AIM OF THE TASK
Can you output the lines of the data, from the line with "Task: tag the wet" up to and including the last line, as a JSON list of strings with one string per line and no blank lines?
**** EXERCISE INPUT
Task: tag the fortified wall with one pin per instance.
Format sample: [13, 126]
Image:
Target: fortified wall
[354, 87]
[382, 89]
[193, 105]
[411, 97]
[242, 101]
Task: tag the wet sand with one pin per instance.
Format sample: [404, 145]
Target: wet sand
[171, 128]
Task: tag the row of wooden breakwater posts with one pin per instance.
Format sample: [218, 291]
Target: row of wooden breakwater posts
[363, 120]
********
CORRECT OUTPUT
[
  "Task: tag the wet sand with one pin per instance.",
  "Format sample: [404, 145]",
  "Target: wet sand",
  "[171, 128]",
  "Task: tag the row of wooden breakwater posts with one pin per instance.",
  "Format sample: [218, 291]",
  "Target: row of wooden breakwater posts",
  "[363, 120]"
]